=== TEXT SECTION ===
Notes: ICC of measuring tomographic thicknesses of total retina and six intraretinal layers in hemispheric zones ranged from 0.68 to 0.99, with an average of 0.91 (SD 0.07). There were no significant differences in ICCs between hemispheric (A) and ETDRS (B) definitions (average 0.91, SD 0.08, range 0.64–0.99, P>0.05). The ICC values were classified as fair (≤0.8), good (0.8–0.9), and excellent (≥0.9).
Abbreviations: ETDRS, Early Treatment Diabetic Retinopathy Study; GCIPL, ganglion cell–inner plexiform layer; ICC, intraclass coefficient of variation; INL, inner nuclear layer; ONL, outer nuclear layer; OPL, outer plexiform layer; PR, retinal photoreceptor; RNFL, retinal nerve fiber layer; SD, standard deviation; TRT, total retinal thickness.

Significant variations of tomographic intraretinal thicknesses were found between inner and outer annuli and among quadrantal sectors within the inner and outer annuli (P<0.05) (Figure 6). The average thickness of the total retina and the intraretinal layers, except for RNFL and PR, in the inner annulus was greater than in the outer annulus (P<0.01) (Figure 7). Significant variations among quadrantal sectors including both inner and outer annuli were evident in intraretinal layers (P<0.05) except for OPL and PR (P>0.05) (Figure 8). Post hoc tests of the sectors summed from inner and outer annuli showed that thicknesses in nasal side including nasal, nasal superior, and nasal inferior sectors were significantly more than in temporal side including temporal, temporal superior, and temporal inferior sectors in total retina and intraretinal layers (P<0.05) except for OPL (P>0.05).

Figure 6 Variations of tomographic thickness of total retina and six intraretinal layers.
Notes: Significant variations of tomographic intraretinal thicknesses were found between inner and outer annuli (A) and among quadrantal sectors within the inner (B) and outer annuli (C) (P<0.05). Significant variations of the quadrantal sectors (D) combined from both inner and outer annuli of each intraretinal layer were evident in intraretinal layers (P<0.05) except for OPL (P>0.05). Post hoc tests of the sectors summed from inner and outer annuli (D) showed that thicknesses in nasal side including nasal, nasal superior, and nasal inferior sectors were significantly higher than the temporal side including temporal, temporal superior, and temporal inferior sectors, and in thicknesses in total retina and intraretinal layers (P<0.05) except for OPL (P>0.05). Bars denote standard deviation.
=== DATASET CONTENT ===
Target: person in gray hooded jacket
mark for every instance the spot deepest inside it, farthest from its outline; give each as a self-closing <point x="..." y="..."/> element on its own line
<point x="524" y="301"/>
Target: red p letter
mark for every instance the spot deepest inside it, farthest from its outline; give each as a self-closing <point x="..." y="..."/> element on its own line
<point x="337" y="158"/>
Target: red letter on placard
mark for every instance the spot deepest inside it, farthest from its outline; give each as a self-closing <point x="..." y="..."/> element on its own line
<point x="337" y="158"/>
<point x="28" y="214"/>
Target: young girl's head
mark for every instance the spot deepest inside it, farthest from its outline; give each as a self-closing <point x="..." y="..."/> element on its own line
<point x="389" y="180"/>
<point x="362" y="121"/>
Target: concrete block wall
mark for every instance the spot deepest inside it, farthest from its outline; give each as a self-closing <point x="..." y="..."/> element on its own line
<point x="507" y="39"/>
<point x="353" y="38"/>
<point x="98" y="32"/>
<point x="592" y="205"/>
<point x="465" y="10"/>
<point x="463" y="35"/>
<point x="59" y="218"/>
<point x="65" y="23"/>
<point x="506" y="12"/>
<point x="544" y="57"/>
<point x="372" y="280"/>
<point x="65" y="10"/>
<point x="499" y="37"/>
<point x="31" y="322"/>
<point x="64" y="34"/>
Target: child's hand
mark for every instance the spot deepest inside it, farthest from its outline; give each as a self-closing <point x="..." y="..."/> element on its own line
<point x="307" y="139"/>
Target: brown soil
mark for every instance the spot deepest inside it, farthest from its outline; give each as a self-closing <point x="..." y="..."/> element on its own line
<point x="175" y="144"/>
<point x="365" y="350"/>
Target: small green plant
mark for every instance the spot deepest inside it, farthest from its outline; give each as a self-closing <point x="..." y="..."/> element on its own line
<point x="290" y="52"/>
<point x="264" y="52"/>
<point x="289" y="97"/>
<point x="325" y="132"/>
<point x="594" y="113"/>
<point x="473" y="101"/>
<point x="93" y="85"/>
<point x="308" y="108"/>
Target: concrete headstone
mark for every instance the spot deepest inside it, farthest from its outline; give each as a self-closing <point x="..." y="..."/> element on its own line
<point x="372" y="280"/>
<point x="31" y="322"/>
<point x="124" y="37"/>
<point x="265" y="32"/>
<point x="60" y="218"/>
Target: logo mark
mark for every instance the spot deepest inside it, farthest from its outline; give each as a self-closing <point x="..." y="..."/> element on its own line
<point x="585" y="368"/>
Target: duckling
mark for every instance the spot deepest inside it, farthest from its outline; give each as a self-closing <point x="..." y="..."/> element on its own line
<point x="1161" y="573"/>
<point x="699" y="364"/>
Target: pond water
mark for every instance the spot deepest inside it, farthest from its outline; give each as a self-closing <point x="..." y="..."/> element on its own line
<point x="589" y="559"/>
===
◆ **BRIEF**
Could you extend the text on retinal layer thickness above, starting after its last sentence?

◆ **SOLVED PROBLEM**
Abbreviations: GCIPL, ganglion cell–inner plexiform layer; I, inferior; INL, inner nuclear layer; N, nasal; NI, nasal inferior; NS, nasal superior; ONL, outer nuclear layer; OPL, outer plexiform layer; PR, retinal photoreceptor; RNFL, retinal nerve fiber layer; S, superior; T, temporal; TI, temporal inferior; TRT, total retinal thickness; TS, temporal superior.

Figure 7 Tomographic thickness variations between annuli of the total retina and six segmented intraretinal layers.
Notes: The average thickness of the total retina and intraretinal layers, except for RNFL and PR, in the inner annuli was greater than the outer annuli (P<0.01). In those layers showing significant differences, the significantly thicker annuli are marked in green and the thinner annuli are marked in red. There was significant difference between inner and outer annuli for OPL. Data presented as thickness (μm) ± SD.
Abbreviations: GCIPL, ganglion cell–inner plexiform layer; INL, inner nuclear layer; ONL, outer nuclear layer; OPL, outer plexiform layer; PR, retinal photoreceptor; RNFL, retinal nerve fiber layer; TRT, total retinal thickness.

Figure 8 Tomographic thickness variations among quadrants of the total retina and six segmented intraretinal layers.
Notes: The thickness maps were divided into quadrants using both hemispheric (A) and ETDRS (B) definitions. Significant variations of quadrantal thicknesses were evident in the total retina and intraretinal layers (P<0.01) except for OPL. The quadrants with the greatest thickness (marked in green) were mostly located in the nasal sides including nasal, nasal superior, and nasal inferior quadrants, except for PR. In contrast, the thinnest quadrants (marked in red) were mostly located in the temporal side including temporal and temporal inferior and the inferior quadrant (PR). Post hoc tests showed the difference between the thickest and thinnest quadrants to be significant (P<0.01) in the total retina and six segmented intraretinal layers, except for OPL.
Abbreviations: ETDRS, Early Treatment Diabetic Retinopathy Study; GCIPL, ganglion cell–inner plexiform layer; INL, inner nuclear layer; ONL, outer nuclear layer; OPL, outer plexiform layer; PR, retinal photoreceptor; RNFL, retinal nerve fiber layer; TRT, total retinal thickness.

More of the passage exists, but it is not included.